• [Exercise details]: Could you give the data below again exactly, apart from the pictures?

• [Source information]:
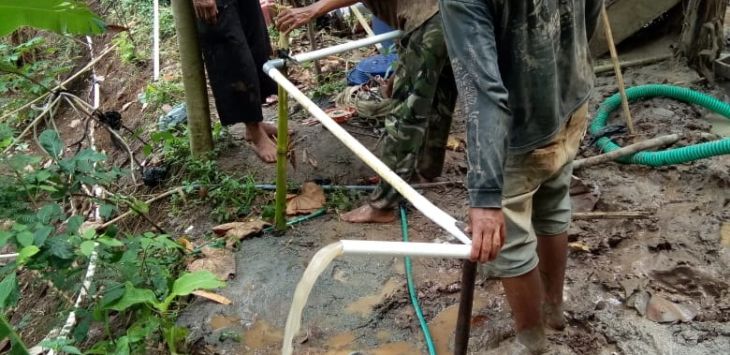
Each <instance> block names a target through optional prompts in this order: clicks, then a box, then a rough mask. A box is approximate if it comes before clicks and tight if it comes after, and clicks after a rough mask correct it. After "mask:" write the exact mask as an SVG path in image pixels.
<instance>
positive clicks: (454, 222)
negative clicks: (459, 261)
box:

• [Answer for the task]:
Each <instance> block names a target through optional prompts in this order: clicks, then a box, then a rough mask. A box is approximate if it comes before clicks and tight if it comes after, and clicks after a rough mask correct it. After "mask:" write the exact mask as an SVG path in image pixels.
<instance>
positive clicks: (454, 222)
negative clicks: (459, 261)
box:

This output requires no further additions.